(Rows from a point labeling set)
-*-*-
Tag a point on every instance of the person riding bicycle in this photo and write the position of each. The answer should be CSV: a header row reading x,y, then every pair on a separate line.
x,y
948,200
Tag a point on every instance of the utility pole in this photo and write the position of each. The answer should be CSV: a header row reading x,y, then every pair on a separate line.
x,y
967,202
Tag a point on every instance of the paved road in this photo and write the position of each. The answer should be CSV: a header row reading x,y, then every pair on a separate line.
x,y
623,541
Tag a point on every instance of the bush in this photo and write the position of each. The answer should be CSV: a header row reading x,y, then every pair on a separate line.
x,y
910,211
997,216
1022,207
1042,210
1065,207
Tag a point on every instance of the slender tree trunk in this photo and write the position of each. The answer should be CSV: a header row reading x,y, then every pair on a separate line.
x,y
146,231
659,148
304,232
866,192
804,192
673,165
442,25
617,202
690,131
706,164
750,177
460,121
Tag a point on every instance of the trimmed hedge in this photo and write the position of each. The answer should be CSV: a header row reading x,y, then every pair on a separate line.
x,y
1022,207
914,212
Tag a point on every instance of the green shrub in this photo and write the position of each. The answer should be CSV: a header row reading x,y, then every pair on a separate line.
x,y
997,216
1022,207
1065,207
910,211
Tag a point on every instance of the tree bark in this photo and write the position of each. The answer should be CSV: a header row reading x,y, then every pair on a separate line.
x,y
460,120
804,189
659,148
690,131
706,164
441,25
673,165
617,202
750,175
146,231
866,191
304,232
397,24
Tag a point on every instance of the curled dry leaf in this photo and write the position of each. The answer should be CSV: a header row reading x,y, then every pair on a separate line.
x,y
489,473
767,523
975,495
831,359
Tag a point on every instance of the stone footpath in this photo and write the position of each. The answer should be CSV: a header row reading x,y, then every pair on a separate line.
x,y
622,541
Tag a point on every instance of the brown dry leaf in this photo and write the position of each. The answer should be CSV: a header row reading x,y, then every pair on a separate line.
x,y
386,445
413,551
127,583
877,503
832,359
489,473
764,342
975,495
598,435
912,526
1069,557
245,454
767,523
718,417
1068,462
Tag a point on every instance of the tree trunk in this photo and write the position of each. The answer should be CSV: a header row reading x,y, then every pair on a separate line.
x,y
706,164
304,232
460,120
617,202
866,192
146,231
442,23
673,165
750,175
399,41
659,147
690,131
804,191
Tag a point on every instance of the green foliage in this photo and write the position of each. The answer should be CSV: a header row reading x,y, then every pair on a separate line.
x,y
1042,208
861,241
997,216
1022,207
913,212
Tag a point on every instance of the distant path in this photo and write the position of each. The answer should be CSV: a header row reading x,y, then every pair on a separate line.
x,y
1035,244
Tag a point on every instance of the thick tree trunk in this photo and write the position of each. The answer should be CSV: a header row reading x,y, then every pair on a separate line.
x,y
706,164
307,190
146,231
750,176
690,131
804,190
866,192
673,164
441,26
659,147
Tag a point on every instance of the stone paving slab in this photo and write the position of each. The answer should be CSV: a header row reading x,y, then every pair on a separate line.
-*-*-
• _WRITTEN PROBLEM_:
Convert the rows above into a JSON array of strings, with one string for each line and no blank lines.

• _REPLY_:
[
  "Tag a point on every instance of the person riding bicycle in this photo and write the position of each. The answer should be CSV: a header row reading x,y, then every pair on a separate line.",
  "x,y",
  "948,200",
  "Tag a point on every instance of the utility pole in this photo and write the position of each. The answer should be CSV: a header row reading x,y, then every pair on a separate line.",
  "x,y",
  "967,202",
  "Tag a point on every instance of the paved road in this photo and write the position of each. The answer should be CSV: a header row reading x,y, then every pair on a separate line.",
  "x,y",
  "623,541",
  "Tag a point on every instance of the bush in this photo and write the position of each. The answer should be CSV: a header row reading x,y, then every pair on a separate line.",
  "x,y",
  "910,211",
  "997,216",
  "1022,207",
  "1042,210",
  "1065,207",
  "Tag a point on every instance of the slender tree trunk in this photo and write the position of each. The answer should be CSV: a header row reading x,y, then every pair on a separate line.",
  "x,y",
  "146,231",
  "659,148",
  "304,232",
  "866,192",
  "804,192",
  "673,165",
  "442,25",
  "617,202",
  "690,131",
  "706,164",
  "750,177",
  "460,121",
  "Tag a point on every instance of the trimmed hedge in this photo and write the position of each. The answer should be CSV: a header row reading x,y, then every pair on a separate line.",
  "x,y",
  "1022,207",
  "914,212",
  "Tag a point on every instance of the green shrub in this photo and write the position of each. The answer should be CSV: a header row reading x,y, then every pair on a separate line.",
  "x,y",
  "997,216",
  "1022,207",
  "1065,207",
  "910,211",
  "Tag a point on every instance of the tree bark in this photo and write the position of each. The answer should be CSV: a header row reading x,y, then every pair on a separate line.",
  "x,y",
  "460,120",
  "804,189",
  "659,148",
  "690,131",
  "706,164",
  "441,25",
  "673,165",
  "617,202",
  "750,175",
  "146,231",
  "866,191",
  "304,232",
  "397,24",
  "Tag a point on every instance of the curled dry leaf in this photo and write the position of each. The answer should be CSV: a header row reading x,y, then every pair on a separate line.",
  "x,y",
  "489,473",
  "767,523",
  "975,495",
  "831,359",
  "Tag a point on every instance of the stone footpath in this photo and write the position of each. The answer should be CSV: a header row reading x,y, then every pair on a separate line.",
  "x,y",
  "622,541",
  "Tag a point on every instance of the brown dry leaf in this photo and write the position of each. The answer should be CSV: a header row reading x,y, then every pair on a separate line.",
  "x,y",
  "386,445",
  "413,551",
  "127,583",
  "877,503",
  "832,359",
  "489,473",
  "764,342",
  "975,495",
  "598,435",
  "912,526",
  "1069,557",
  "245,454",
  "767,523",
  "718,417",
  "1068,462",
  "Tag a point on every instance of the tree trunk in this photo and write the position of each. The answer should be CSV: a header row reading x,y, then every pair on a separate line.",
  "x,y",
  "706,164",
  "304,232",
  "460,120",
  "617,202",
  "866,192",
  "146,231",
  "442,23",
  "673,165",
  "750,175",
  "399,41",
  "659,147",
  "690,131",
  "804,191",
  "Tag a point on every instance of the green foliage in this photo and write the position of each. The answer should be CSV: a header row reading x,y, then every pair on a separate line.",
  "x,y",
  "1042,208",
  "861,241",
  "997,216",
  "1022,207",
  "913,212",
  "Tag a point on every instance of the distant path in this photo and write the position of each. The answer should be CSV: a header row reading x,y, then every pair on a separate line.",
  "x,y",
  "1035,244",
  "Tag a point on every instance of the thick tree trunk in this photo and write the position of each. The answer should be CSV: a header row reading x,y, then every pair on a separate line.",
  "x,y",
  "706,164",
  "307,190",
  "146,231",
  "750,176",
  "690,131",
  "804,190",
  "866,192",
  "673,164",
  "441,26",
  "659,147",
  "Tag a point on every instance of the stone paving slab in this photo and write the position of each. The answer should be CSV: a header row reading x,y, then every pair on a separate line."
]